* **Data listing**:

□ □ □ □ □ □ □

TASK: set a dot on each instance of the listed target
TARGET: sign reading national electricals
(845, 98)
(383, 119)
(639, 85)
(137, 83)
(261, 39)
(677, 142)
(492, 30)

□ □ □ □ □ □ □

* **GIVEN EXERCISE**:
Put every line of the entries into a Markdown table with the columns Row and Line, skipping any blank lines.

* **RESULT BELOW**:
| Row | Line |
|---|---|
| 1 | TASK: set a dot on each instance of the listed target |
| 2 | TARGET: sign reading national electricals |
| 3 | (845, 98) |
| 4 | (383, 119) |
| 5 | (639, 85) |
| 6 | (137, 83) |
| 7 | (261, 39) |
| 8 | (677, 142) |
| 9 | (492, 30) |